[Provided information]

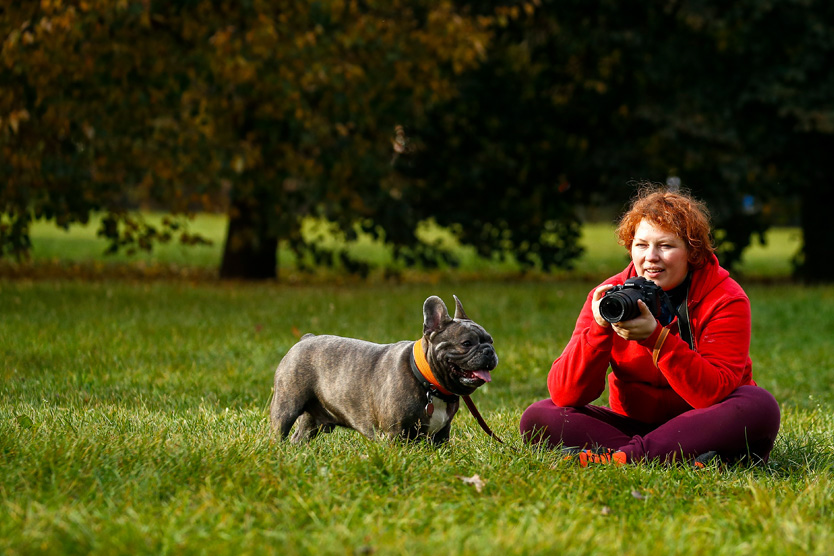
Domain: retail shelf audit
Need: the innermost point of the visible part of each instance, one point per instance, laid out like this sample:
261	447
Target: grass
133	420
80	251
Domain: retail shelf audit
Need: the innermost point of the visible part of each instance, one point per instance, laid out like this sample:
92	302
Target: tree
288	108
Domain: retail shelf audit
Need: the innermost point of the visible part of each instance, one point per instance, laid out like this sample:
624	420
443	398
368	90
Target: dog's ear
460	314
435	315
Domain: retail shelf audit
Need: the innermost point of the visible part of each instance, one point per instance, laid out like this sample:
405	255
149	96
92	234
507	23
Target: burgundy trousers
741	427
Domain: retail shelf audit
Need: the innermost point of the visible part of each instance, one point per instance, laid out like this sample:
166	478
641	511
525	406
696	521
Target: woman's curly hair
674	211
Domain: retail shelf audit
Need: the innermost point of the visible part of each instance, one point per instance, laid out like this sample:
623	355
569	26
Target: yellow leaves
15	118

[About this task] Transcribe only what runs from the line with "Target: tree" to the last line above, keeping every line exactly as written.

[Your response]
Target: tree
288	108
Domain: retail shelf audit
Need: the innermost point of the visible part of each instance, one point per instance, laid out like this sample:
624	420
443	398
368	90
Target: dog's ear
460	314
435	315
Domain: retail shelf audit
Need: the innermost point of the visible part of each instance, one point per instance, laid out like this sample:
405	255
149	96
92	234
507	23
Target: burgundy trousers
741	427
Domain: retail shelf audit
Need: the innermost point of the visible part of each instance, one point per instance, laid out like this sample:
166	478
641	511
525	406
696	521
Target: woman's curly hair
674	211
Domain: retail shelf audit
Need: the innermost point of the visible part of each instance, one point per instance, laid out like this sample:
623	355
569	26
Target: yellow leaves
15	118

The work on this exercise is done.